* _Source text_

In Ajax, one of the seven tragedies by Greek playwright Sophocles (5th BCE), the central character, Ajax, says the following to his baby boy:

"O my son, may you become more fortunate than your father with respect to wickedness, but like him in other things!  Please don't become wicked!  Even now I have jealousy for you, in this at least: that you perceive nothing of wicked things.  For the sweetest life rests by no means in understanding, it lasts until you learn joy and sorrow" (550-555; my translation).

It is not eternal ignorance that is ideal, but the ignorance of good and evil.  That is to say, ignorance of the dichotomy separating something "good" from something "evil."  If there were no evil, no rebellion, then there would be no dichotomy.  This is what I will call "the ideal of Edenic ignorance."  Once more, this is not "ignorance" as it is generally construed, but the ignorance of the separation between something "good" and something "evil," which, if evil exists, is a necessary distinction.  Only after humankind disobeyed this all-good God of love, through temptation and mistrust, was there a need to distinguish the "moral quality" of actions.  In Edenic ignorance these primeval humans only needed to know (intimate, personal knowledge, not academic) the good God who walked with them in the cool of the day--and, of course, the names of all the rad animals.

* _Required task_
In the passage on Sophocles' Ajax, list each distinct word or phrase that the commentary paragraph following Ajax's speech places in double quotation marks, naming each one once.

* _Raw records_
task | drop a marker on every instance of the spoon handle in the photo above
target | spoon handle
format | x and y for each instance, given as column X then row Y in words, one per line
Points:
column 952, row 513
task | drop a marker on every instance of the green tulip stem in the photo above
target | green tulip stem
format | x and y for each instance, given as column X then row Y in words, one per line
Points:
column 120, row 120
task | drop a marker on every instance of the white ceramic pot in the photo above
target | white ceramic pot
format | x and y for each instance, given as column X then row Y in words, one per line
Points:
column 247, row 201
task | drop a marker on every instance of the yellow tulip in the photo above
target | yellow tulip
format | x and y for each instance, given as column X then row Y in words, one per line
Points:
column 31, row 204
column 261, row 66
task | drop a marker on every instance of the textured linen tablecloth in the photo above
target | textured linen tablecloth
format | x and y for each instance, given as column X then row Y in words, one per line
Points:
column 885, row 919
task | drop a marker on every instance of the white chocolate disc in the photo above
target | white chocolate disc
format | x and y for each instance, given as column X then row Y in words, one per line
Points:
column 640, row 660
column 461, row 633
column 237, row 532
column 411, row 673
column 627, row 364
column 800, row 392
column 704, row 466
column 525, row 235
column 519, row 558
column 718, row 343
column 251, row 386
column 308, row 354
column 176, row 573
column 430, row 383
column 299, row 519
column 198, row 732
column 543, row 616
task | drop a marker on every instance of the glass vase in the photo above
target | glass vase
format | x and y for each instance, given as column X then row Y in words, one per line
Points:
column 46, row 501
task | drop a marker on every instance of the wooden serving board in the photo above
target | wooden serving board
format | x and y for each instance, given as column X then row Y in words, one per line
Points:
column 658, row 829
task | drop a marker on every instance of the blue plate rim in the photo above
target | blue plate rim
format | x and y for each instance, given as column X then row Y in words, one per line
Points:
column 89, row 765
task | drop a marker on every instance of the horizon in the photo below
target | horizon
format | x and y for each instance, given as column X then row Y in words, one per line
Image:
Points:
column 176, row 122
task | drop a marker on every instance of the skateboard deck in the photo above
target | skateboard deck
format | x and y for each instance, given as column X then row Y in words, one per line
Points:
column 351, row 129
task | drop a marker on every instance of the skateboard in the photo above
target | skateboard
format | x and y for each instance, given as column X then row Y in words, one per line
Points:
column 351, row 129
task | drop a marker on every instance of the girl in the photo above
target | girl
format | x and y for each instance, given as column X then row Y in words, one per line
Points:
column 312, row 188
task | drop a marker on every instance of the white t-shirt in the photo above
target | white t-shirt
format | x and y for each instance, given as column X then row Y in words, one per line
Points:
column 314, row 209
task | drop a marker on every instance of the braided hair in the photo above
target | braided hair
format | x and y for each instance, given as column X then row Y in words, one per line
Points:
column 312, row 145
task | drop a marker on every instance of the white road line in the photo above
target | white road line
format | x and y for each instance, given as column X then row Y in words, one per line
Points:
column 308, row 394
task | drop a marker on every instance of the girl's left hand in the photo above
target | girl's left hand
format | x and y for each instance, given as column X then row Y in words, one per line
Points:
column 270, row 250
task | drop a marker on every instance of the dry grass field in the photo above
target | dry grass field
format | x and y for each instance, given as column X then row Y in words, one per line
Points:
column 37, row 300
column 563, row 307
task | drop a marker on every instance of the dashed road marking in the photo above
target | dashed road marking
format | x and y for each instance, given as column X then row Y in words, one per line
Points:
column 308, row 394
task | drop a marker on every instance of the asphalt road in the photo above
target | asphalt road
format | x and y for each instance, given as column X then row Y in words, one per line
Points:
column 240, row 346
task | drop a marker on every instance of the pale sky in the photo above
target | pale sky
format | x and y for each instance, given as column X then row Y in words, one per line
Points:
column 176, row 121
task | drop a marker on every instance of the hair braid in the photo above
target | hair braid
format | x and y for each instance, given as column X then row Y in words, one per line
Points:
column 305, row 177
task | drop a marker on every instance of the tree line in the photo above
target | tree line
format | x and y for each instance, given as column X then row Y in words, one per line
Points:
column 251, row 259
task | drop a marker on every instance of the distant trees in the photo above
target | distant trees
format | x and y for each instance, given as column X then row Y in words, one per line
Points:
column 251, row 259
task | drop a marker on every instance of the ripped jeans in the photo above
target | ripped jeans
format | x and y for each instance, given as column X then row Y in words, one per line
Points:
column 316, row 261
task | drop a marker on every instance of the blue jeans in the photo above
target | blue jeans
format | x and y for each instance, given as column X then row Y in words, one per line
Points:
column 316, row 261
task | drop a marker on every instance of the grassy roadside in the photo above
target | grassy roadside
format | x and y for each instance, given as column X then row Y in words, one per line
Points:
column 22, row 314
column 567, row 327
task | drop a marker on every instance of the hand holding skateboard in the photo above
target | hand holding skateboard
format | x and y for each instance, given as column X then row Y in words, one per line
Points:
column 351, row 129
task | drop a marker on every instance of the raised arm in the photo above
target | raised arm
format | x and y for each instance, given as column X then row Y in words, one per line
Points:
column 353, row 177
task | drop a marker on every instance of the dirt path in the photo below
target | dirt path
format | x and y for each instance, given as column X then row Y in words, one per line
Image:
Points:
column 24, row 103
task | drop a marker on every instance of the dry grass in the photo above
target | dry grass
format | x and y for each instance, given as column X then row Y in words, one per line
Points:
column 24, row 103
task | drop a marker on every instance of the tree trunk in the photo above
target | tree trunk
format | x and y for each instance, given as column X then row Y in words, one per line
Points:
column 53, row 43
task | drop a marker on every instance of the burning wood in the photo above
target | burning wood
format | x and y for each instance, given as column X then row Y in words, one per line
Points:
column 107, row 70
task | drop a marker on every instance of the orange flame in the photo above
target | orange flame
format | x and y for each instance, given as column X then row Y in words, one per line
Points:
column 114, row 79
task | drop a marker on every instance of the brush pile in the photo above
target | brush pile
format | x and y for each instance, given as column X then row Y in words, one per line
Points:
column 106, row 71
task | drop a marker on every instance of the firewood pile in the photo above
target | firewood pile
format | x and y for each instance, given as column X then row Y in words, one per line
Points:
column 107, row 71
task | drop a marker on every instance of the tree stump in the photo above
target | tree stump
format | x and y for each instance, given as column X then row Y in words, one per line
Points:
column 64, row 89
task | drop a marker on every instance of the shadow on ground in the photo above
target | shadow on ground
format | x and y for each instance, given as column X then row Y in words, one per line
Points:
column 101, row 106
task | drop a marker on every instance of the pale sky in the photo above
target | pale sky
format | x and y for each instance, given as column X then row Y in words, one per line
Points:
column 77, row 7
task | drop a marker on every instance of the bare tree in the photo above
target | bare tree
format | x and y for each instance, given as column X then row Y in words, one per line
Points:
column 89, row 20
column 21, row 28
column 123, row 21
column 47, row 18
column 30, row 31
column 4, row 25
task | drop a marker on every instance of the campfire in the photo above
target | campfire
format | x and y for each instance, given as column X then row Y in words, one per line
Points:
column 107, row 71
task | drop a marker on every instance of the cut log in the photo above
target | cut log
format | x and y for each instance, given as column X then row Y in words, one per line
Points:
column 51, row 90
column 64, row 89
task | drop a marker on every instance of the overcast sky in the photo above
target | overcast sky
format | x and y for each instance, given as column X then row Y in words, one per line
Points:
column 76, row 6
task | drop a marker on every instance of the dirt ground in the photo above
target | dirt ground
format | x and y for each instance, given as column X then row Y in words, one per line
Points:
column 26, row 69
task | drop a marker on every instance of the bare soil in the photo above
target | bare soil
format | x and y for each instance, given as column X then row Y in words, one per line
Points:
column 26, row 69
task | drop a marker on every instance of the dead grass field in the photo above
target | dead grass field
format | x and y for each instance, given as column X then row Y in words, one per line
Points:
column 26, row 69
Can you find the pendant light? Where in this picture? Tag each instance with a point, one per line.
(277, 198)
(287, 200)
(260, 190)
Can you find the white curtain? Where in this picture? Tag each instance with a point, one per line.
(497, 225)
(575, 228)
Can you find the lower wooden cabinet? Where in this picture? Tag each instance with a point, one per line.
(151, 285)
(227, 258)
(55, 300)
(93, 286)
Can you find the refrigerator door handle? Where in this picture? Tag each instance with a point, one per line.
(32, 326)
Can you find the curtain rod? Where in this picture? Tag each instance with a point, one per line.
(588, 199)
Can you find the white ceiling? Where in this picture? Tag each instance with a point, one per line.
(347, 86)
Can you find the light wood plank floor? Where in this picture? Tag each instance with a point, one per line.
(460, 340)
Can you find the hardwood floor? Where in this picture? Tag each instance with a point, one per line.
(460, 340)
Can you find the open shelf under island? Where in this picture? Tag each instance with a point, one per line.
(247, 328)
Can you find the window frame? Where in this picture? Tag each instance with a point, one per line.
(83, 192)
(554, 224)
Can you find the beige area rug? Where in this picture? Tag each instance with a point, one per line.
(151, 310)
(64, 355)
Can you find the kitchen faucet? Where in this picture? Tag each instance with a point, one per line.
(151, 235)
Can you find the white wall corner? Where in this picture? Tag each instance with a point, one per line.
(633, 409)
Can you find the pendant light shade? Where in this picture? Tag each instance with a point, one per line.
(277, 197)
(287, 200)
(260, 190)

* _The result_
- "good"
- "evil"
- "the ideal of Edenic ignorance"
- "ignorance"
- "moral quality"